# [Material to process]
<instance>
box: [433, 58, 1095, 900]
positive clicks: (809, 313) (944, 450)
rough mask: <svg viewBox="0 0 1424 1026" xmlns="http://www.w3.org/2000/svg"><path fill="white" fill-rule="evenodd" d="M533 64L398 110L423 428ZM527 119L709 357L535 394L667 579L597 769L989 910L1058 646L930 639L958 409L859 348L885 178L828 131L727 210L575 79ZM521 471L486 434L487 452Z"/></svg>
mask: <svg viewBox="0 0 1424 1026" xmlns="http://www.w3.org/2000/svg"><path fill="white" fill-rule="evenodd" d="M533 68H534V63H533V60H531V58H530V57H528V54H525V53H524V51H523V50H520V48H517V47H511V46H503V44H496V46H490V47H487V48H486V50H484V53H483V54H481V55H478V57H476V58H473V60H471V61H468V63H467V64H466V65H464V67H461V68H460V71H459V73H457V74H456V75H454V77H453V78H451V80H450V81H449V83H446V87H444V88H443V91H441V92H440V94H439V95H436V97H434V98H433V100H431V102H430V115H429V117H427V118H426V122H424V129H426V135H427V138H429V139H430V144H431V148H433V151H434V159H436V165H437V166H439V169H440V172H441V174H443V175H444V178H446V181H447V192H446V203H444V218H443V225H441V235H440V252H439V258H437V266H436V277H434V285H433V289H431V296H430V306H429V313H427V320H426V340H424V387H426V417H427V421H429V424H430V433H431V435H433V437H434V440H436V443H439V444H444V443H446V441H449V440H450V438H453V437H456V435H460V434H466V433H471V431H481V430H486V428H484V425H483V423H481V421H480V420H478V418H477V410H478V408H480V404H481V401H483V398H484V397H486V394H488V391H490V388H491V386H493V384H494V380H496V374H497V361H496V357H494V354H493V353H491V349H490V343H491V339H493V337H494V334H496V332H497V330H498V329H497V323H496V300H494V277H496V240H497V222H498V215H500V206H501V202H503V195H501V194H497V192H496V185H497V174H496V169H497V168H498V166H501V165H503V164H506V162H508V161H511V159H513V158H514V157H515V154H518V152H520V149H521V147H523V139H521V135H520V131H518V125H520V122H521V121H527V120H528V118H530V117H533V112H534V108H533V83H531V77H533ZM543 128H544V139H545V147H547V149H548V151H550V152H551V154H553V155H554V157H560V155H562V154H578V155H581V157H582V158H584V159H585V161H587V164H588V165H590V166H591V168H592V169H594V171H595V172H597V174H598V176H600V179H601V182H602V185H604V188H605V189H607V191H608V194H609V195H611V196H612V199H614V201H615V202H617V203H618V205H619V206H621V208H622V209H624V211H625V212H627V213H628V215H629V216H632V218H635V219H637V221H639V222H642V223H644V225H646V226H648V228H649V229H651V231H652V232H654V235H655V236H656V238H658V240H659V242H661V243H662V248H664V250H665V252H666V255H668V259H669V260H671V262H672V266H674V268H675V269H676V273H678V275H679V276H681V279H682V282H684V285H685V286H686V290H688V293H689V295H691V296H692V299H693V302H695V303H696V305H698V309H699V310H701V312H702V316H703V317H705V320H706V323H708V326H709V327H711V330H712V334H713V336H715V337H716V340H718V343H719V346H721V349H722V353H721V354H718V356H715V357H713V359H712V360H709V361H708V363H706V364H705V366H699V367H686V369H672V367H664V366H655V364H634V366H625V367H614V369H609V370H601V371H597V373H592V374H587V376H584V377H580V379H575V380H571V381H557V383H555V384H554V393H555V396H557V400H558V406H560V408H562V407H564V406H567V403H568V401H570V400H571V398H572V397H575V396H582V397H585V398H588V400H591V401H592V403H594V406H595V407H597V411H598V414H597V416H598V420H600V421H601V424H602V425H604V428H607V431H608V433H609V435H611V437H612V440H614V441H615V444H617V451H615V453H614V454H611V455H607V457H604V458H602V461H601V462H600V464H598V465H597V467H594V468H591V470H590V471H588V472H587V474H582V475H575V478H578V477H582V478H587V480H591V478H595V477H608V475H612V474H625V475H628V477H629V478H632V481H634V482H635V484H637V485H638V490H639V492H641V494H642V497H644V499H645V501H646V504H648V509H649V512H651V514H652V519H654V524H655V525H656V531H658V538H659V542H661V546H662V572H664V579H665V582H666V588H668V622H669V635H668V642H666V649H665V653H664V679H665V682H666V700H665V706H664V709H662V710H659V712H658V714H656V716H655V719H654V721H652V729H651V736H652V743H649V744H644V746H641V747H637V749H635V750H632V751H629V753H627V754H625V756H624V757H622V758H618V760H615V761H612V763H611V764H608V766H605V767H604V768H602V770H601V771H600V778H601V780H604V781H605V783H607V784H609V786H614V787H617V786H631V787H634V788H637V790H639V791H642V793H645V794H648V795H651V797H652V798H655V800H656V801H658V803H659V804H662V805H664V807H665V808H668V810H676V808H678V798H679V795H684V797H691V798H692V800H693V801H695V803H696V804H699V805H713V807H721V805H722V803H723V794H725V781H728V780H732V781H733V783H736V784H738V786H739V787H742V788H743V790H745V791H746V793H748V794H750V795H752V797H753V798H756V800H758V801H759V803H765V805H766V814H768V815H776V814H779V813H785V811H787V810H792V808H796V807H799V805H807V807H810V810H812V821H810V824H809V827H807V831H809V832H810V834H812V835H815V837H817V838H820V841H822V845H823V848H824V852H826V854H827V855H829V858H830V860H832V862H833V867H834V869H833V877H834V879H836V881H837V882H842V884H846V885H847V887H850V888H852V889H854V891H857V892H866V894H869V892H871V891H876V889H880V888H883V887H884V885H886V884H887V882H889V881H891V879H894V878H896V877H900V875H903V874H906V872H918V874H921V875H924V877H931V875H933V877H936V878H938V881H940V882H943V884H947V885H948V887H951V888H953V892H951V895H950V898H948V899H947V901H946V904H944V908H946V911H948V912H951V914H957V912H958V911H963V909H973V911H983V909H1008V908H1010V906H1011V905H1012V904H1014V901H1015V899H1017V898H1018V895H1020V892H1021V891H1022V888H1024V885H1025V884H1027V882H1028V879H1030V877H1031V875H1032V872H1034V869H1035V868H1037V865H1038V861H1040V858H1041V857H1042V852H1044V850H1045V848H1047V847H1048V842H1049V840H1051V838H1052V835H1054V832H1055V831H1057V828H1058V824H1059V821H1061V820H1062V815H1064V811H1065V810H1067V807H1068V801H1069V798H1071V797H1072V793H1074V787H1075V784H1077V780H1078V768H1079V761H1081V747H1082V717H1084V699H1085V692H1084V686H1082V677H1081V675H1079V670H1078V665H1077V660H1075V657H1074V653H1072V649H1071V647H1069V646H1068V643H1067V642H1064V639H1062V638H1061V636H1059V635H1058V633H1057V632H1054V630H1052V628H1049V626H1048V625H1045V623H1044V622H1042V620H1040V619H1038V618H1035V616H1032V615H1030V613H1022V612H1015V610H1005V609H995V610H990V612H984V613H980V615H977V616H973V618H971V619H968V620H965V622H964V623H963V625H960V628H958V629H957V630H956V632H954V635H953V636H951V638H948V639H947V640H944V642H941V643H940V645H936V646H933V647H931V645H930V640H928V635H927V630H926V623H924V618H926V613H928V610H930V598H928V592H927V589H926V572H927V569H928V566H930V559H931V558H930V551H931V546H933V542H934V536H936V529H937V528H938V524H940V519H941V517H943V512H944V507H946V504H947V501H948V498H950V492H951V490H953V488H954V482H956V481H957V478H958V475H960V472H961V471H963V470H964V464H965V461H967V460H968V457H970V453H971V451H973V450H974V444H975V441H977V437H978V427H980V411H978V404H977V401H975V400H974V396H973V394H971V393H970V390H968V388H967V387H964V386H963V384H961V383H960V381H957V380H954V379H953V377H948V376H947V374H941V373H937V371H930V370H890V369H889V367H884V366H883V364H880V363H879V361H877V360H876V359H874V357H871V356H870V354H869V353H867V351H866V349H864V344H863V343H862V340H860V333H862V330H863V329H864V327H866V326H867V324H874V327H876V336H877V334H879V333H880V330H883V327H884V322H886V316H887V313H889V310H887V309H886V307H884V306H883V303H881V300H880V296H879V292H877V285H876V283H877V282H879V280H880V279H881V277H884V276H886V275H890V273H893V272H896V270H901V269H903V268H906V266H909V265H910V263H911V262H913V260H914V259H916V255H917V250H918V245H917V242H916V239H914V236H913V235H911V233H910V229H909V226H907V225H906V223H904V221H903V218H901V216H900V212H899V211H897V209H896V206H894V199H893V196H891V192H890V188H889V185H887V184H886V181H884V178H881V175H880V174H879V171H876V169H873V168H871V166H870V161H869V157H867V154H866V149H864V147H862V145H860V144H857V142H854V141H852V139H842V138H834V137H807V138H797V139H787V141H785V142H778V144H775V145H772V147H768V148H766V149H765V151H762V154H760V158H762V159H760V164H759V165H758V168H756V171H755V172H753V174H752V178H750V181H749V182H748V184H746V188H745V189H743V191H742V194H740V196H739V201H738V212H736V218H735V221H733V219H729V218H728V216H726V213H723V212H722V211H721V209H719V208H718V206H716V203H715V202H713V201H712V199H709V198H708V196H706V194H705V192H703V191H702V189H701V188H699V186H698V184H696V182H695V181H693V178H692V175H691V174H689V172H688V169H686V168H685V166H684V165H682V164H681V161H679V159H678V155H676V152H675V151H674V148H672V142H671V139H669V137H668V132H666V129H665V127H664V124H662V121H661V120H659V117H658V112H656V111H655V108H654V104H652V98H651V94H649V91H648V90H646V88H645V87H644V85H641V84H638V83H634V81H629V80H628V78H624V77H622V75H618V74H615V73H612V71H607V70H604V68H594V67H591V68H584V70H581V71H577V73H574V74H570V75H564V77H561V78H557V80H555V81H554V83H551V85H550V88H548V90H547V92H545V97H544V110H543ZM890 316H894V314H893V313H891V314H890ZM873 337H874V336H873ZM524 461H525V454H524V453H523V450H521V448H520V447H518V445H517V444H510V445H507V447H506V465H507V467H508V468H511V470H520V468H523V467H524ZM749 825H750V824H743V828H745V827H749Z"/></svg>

# [Problem statement]
Take the first line of the material above as the start and the line that contains "positive clicks: (809, 313) (944, 450)" as the end. Output only that span, every line exactly as it stands.

# [Result of the task]
<instance>
box: [433, 58, 1095, 900]
positive clicks: (809, 313) (944, 450)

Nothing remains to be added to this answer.